> _How to complete this task_: Up to and including the line with "negative clicks: (96, 62)", reproduce the listing below exactly, beginning at its first line.

> _Data under study_:
--- START ---
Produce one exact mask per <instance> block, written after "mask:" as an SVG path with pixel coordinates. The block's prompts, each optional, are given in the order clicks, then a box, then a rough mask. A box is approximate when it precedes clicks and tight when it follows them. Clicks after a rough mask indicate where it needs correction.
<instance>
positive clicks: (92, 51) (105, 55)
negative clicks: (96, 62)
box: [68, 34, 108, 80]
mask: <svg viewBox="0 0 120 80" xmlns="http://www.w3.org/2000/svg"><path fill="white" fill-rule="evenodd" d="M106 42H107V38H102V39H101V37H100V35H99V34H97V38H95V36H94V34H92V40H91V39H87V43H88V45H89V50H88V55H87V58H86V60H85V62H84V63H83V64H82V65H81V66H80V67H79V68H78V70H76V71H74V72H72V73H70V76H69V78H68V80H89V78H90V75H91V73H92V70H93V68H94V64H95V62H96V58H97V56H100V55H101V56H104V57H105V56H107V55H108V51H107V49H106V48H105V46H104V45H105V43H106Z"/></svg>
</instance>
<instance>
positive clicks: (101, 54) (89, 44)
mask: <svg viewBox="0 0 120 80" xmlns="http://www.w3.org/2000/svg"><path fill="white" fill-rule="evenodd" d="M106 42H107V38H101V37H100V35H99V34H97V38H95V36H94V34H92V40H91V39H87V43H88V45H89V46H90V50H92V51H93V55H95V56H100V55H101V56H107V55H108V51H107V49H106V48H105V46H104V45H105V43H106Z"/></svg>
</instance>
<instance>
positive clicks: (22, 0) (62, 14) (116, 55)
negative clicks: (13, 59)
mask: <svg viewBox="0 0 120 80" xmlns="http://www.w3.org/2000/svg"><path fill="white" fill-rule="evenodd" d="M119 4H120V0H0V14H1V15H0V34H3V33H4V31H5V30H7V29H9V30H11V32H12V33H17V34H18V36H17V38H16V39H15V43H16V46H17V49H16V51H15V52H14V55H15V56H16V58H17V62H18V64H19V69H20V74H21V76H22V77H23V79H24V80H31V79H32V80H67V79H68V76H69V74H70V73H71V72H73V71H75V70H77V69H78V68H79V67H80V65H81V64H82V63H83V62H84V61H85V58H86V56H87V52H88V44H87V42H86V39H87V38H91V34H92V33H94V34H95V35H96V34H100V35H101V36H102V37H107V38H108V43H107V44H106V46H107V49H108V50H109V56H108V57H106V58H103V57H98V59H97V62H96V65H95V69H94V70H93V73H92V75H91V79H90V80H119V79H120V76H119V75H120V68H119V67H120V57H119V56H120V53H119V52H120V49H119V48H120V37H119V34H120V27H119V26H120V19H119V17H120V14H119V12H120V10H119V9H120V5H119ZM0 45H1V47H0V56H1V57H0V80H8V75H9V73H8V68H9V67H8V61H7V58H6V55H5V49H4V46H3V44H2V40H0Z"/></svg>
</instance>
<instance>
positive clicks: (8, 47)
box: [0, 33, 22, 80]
--- END ---
> _Task output_:
Produce one exact mask per <instance> block, written after "mask:" as an SVG path with pixel coordinates. The block's prompts, each optional, are given in the order clicks, then a box, then a rough mask. A box is approximate when it precedes clicks and tight when it follows them. Clicks after a rough mask indicate where it needs correction.
<instance>
positive clicks: (92, 51) (105, 55)
negative clicks: (96, 62)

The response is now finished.